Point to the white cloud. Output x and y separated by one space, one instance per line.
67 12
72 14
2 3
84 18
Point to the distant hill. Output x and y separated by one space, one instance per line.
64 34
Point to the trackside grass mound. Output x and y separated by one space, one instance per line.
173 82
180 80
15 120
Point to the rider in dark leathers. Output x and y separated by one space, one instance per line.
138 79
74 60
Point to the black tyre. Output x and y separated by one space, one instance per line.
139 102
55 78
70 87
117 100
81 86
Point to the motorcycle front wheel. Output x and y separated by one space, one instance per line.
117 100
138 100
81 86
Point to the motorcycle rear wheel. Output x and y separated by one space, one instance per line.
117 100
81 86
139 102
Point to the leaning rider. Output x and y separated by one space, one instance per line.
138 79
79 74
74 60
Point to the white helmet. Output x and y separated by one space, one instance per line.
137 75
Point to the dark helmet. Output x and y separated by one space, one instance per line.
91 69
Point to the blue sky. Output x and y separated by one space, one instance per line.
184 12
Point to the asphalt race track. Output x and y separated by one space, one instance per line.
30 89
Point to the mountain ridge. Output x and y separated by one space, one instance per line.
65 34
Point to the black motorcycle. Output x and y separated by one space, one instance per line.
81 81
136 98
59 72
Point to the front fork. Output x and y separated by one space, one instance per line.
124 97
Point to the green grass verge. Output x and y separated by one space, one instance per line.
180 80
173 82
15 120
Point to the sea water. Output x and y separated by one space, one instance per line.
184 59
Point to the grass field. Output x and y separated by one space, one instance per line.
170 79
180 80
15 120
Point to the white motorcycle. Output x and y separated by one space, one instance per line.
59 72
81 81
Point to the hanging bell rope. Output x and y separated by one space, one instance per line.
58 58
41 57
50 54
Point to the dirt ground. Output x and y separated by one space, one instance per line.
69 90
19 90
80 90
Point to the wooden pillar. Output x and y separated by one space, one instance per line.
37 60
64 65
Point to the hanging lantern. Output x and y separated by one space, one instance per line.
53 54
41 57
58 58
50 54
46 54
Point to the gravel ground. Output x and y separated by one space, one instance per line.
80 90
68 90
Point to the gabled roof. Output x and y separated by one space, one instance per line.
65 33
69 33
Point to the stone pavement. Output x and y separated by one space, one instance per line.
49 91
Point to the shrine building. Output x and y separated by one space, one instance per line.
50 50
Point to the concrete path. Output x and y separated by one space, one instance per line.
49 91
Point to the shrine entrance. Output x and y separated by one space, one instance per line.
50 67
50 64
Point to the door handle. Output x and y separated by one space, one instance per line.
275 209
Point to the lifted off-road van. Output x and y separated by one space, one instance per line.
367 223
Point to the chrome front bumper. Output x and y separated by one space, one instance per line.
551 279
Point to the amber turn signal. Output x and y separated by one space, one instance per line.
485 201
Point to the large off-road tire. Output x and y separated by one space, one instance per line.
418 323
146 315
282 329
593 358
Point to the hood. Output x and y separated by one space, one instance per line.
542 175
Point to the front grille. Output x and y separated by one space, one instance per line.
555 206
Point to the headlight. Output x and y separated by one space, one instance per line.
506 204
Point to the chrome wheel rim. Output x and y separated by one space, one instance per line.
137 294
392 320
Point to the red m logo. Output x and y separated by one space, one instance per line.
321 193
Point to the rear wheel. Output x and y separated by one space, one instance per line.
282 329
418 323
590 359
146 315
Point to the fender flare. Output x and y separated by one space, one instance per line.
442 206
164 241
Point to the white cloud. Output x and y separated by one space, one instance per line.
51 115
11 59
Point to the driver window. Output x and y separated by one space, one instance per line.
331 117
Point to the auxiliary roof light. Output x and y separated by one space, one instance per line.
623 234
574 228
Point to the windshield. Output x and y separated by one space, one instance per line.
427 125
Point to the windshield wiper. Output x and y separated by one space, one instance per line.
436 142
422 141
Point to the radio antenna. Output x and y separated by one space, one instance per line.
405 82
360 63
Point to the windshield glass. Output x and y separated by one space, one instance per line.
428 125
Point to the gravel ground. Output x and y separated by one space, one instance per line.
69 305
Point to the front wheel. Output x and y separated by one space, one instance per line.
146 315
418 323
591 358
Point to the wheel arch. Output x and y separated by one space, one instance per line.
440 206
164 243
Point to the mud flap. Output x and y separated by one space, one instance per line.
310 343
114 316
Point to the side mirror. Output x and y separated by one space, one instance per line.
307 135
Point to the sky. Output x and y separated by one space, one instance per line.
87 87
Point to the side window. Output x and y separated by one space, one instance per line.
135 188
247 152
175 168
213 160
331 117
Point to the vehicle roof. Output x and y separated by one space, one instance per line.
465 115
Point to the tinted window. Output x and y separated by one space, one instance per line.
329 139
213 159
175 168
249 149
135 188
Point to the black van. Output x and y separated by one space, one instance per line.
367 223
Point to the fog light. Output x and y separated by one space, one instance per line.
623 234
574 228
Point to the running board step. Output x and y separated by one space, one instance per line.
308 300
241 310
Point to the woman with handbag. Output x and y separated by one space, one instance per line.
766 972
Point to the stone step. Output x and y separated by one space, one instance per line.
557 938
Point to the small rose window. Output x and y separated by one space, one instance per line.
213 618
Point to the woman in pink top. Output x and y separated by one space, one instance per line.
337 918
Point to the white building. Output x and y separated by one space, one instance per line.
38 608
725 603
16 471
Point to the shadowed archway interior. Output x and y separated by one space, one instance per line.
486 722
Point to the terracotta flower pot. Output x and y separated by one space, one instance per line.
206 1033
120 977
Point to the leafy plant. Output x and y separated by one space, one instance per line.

########################################

Aim
Format all the entries above as a numbered list with one line per item, and leave out any blank lines.

Written response
1. Point to the white cloud. Output x and y separated by one space, one instance per line.
2. 67 12
3. 72 14
4. 2 3
5. 84 18
6. Point to the distant hill. Output x and y separated by one space, one instance per line.
7. 64 34
8. Point to the trackside grass mound. Output x and y separated by one space, one instance per line.
9. 173 82
10. 180 80
11. 15 120
12. Point to the rider in dark leathers. Output x and y separated by one space, one instance per line.
13. 138 79
14. 74 60
15. Point to the black tyre. Output x and y separated by one space, one instance per line.
16. 139 102
17. 55 78
18. 70 87
19. 117 100
20. 81 86
21. Point to the motorcycle front wheel. Output x and y separated by one space, one instance per line.
22. 117 100
23. 138 100
24. 81 86
25. Point to the motorcycle rear wheel. Output x and y separated by one space, one instance per line.
26. 117 100
27. 81 86
28. 139 102
29. Point to the leaning rider. Output x and y separated by one space, one instance per line.
30. 138 79
31. 79 74
32. 74 60
33. Point to the white helmet. Output x and y separated by one space, one instance per line.
34. 137 75
35. Point to the dark helmet. Output x and y separated by one space, one instance per line.
36. 91 69
37. Point to the blue sky. Output x and y separated by one space, one instance per line.
38. 184 12
39. Point to the asphalt race track. Output x and y separated by one space, one instance per line.
40. 30 89
41. Point to the mountain ridge. Output x and y separated by one space, one instance per line.
42. 65 34
43. Point to the black motorcycle. Output x and y separated by one space, one instance per line.
44. 81 81
45. 136 98
46. 59 72
47. Point to the front fork. Output x and y separated by one space, one instance per line.
48. 124 97
49. Point to the green grass verge. Output x and y separated by one space, one instance per line.
50. 180 80
51. 173 82
52. 15 120
53. Point to the sea water. Output x and y separated by one space, one instance per line.
54. 184 59
55. Point to the grass field. Output x and y separated by one space, one instance per line.
56. 170 79
57. 180 80
58. 15 120
59. Point to the white motorcycle. Output x and y separated by one space, one instance per line.
60. 59 72
61. 81 81
62. Point to the hanging bell rope. Output x and y separated by one space, one instance per line.
63. 58 58
64. 41 57
65. 50 54
66. Point to the dirt ground. Output x and y separated by one space, one instance per line.
67. 69 90
68. 19 90
69. 80 90
70. Point to the wooden pillar. Output x and y separated by one space, one instance per line.
71. 37 60
72. 64 65
73. Point to the hanging lantern. Output x and y separated by one space, one instance per line.
74. 53 54
75. 41 57
76. 58 58
77. 50 54
78. 46 54
79. Point to the gravel ground. Output x and y separated by one space, one instance per line.
80. 80 90
81. 68 90
82. Point to the gabled roof. Output x and y separated by one space, one instance per line.
83. 65 33
84. 69 33
85. Point to the stone pavement. Output x and y separated by one space, one instance per line.
86. 49 91
87. Point to the shrine building. Output x and y separated by one space, one instance per line.
88. 50 50
89. Point to the concrete path. Output x and y separated by one space, one instance per line.
90. 49 91
91. Point to the shrine entrance. Output x and y separated by one space, one instance per line.
92. 50 67
93. 50 64
94. Point to the door handle. Output x and y separated by one space, one instance per line.
95. 275 209
96. Point to the lifted off-road van. Output x and y separated by one space, one instance per line.
97. 367 223
98. Point to the chrome front bumper. Output x and y separated by one space, one instance per line.
99. 551 279
100. Point to the amber turn signal. Output x and y separated by one space, one instance per line.
101. 485 201
102. Point to the large off-road tire. Output x and y separated by one space, one instance per line.
103. 418 323
104. 146 315
105. 282 329
106. 593 358
107. Point to the hood. Output x and y separated by one space, one instance per line.
108. 542 175
109. Point to the front grille. Output x and y separated by one space, one instance per line.
110. 555 206
111. Point to the headlight. Output x and y separated by one space, one instance per line.
112. 506 204
113. Point to the chrome wheel rim. Output x and y separated by one space, one instance per line.
114. 137 294
115. 392 320
116. Point to the red m logo. Output x and y separated by one space, one instance per line.
117. 321 193
118. Point to the rear wheel. Output x and y separated by one space, one instance per line.
119. 282 329
120. 418 323
121. 590 359
122. 146 315
123. Point to the fender flare. Output x and y separated by one space, one instance per line.
124. 442 206
125. 164 241
126. Point to the white cloud. Output x and y separated by one space, one instance per line.
127. 51 115
128. 11 59
129. Point to the driver window. Output x and y separated by one space, one instance per line.
130. 331 117
131. Point to the auxiliary roof light. Output x and y separated by one space, one instance per line.
132. 623 234
133. 574 228
134. Point to the windshield. Output x and y separated by one space, one instance per line.
135. 427 125
136. Point to the windshield wiper. Output x and y separated by one space, one instance per line.
137. 436 142
138. 422 141
139. Point to the radio antenna. Output x and y separated by one space, one instance per line.
140. 405 82
141. 360 63
142. Point to the windshield glass. Output x and y separated by one space, one instance per line.
143. 428 125
144. Point to the gravel ground. Output x and y separated by one space, one instance per line.
145. 69 305
146. Point to the front wheel. Output x and y separated by one space, one instance per line.
147. 146 315
148. 418 323
149. 591 358
150. Point to the wheel arch. Output x and y separated by one space, one instance per line.
151. 440 206
152. 164 243
153. Point to the mud flap. Output x and y separated by one space, one instance per line.
154. 310 343
155. 114 316
156. Point to the side mirror. Output x and y separated by one space, one instance per line.
157. 307 135
158. Point to the sky. Output x and y separated by one space, one instance per line.
159. 87 87
160. Point to the side window. Output x and y separated by one space, one instance per line.
161. 135 188
162. 247 152
163. 175 168
164. 213 160
165. 331 117
166. Point to the vehicle roof. Output x and y separated by one space, one instance per line.
167. 465 115
168. Point to the tinted window. Output x and y separated by one space, one instance per line.
169. 329 139
170. 213 159
171. 175 168
172. 249 149
173. 135 188
174. Point to the black van. Output x and y separated by one space, one instance per line.
175. 367 223
176. Point to the fog light. Output x and y separated by one space, one instance per line.
177. 623 234
178. 574 228
179. Point to the running board step. Output x and y separated by one space, one instance per line.
180. 308 300
181. 241 310
182. Point to the woman with handbag. Output x and y separated by one space, one instance per line.
183. 766 972
184. Point to the stone step. Output x and y separated by one space, one instance per line.
185. 557 938
186. Point to the small rose window. Output x and y separated by one space, one instance per line.
187. 213 618
188. Point to the woman in pink top. Output x and y separated by one space, one instance per line.
189. 337 918
190. Point to the white building. Output x and y separated by one space, one instance per line.
191. 38 608
192. 725 603
193. 16 471
194. Point to the shadowed archway interior. Output x and y separated by one space, one instance per line.
195. 486 722
196. Point to the terracotta flower pot. Output x and y separated by one space, one instance per line.
197. 206 1033
198. 120 977
199. Point to the leafy plant. Output x and y separated by one space, one instance per line.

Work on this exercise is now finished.